Actions to take ▸
[1] Copy the rental market passage word for word, from "Surging demand and" up to and including "OR (+32.2 percent)".
[2] In the rental market passage, which city had the largest year-over-year price increase for one-bedroom rentals, and by how much?
[3] Continue the passage on U.S. rental market trends from the point where it stops.

Selected excerpt ▸
While the fast-moving and extremely tight home sale and purchase market have been getting most of the attention, rental market trends are commanding more attention. The U.S. rental market—a $174 billion industry—has also been heating up: high home prices, rising mortgage rates, increasing home construction costs and delays due to supply chain issues, labor shortages, and low inventory are increasing demand for rental properties.
Surging demand and rising costs have given landlords pricing power. Rents have increased dramatically in much of the U.S. over the past year, with the median national average surpassing $2,000 in May. These cities have experienced the largest year-over-year price increases for one-bedroom rentals:
Austin, TX (+108.2 percent)
Jersey City, NJ (+51.6 percent)
Tempe, AZ (+49.3 percent)
New York, NY (+41.0 percent)
Salt Lake City, UT (+40.5 percent)
Long Beach, CA (+39.6 percent)
Fremont, CA (+38.2 percent)
Richmond, VA (+35.7 percent)
Tacoma, WA (+32.8 percent)
Portland, OR (+32.2 percent)

(Free-text object descriptions)
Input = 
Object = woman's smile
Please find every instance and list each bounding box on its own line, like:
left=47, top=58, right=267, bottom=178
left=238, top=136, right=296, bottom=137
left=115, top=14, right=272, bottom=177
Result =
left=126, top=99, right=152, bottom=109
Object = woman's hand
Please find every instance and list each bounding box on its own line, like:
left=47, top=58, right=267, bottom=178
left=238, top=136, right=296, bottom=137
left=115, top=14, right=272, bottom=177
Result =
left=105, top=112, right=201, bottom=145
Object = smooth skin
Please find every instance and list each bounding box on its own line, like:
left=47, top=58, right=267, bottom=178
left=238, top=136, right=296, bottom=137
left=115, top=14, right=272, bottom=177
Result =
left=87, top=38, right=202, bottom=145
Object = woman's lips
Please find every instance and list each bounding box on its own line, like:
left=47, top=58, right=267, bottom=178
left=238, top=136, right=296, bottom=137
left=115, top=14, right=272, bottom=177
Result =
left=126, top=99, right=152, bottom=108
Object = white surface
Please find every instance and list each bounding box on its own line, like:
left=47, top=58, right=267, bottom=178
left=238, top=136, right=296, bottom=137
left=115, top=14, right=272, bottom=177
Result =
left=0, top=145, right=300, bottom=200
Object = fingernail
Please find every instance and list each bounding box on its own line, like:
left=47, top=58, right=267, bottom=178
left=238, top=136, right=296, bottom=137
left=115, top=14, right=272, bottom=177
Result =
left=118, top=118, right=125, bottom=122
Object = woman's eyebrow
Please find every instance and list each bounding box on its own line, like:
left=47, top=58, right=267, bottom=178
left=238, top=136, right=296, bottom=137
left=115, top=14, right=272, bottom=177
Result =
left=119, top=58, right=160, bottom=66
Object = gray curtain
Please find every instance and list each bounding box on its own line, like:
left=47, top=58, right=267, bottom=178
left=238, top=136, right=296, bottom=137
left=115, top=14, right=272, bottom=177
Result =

Your written answers ▸
[1]
Surging demand and rising costs have given landlords pricing power. Rents have increased dramatically in much of the U.S. over the past year, with the median national average surpassing $2,000 in May. These cities have experienced the largest year-over-year price increases for one-bedroom rentals:
Austin, TX (+108.2 percent)
Jersey City, NJ (+51.6 percent)
Tempe, AZ (+49.3 percent)
New York, NY (+41.0 percent)
Salt Lake City, UT (+40.5 percent)
Long Beach, CA (+39.6 percent)
Fremont, CA (+38.2 percent)
Richmond, VA (+35.7 percent)
Tacoma, WA (+32.8 percent)
Portland, OR (+32.2 percent)

[2] Austin, TX, with an increase of 108.2 percent.

[3]
In addition, more renters are staying put, limiting supply and putting pressure on prices. Many renters who were considering purchasing a home are staying on the sidelines. Many will simply extend their current lease rather than rent in a new location. Others who initially intended to rent only for the short term might find themselves renting indefinitely. Current rental vacancy rates are just below 97.5 percent, and this rate is not expected to drop over the peak summer months.
Some other rental market trends to note:
- Older and more financially stable individuals can be more appealing to landlords, and younger potential renters might find their rental applications falling to the bottom of the pile.
- The bidding wars that we’ve seen recently in the home buying market have now made their way to the rental market in some areas, according to The Wall Street Journal. This is being seen mostly in large metro areas such as Chicago and New York and with high-earning professionals who may be hesitant to purchase in this market.
- Automated tenant screening services have become a formidable hurdle to overcome for anyone who has gone through an eviction process. Names are the only identifier needed in many cases, and this can create serious issues across the board, particularly in the low-income housing market.
- Many landlords whose tenants were protected by the federal CARES Act or other state-run renter protection programs during the pandemic are now trying to recoup lost income and are raising rents accordingly.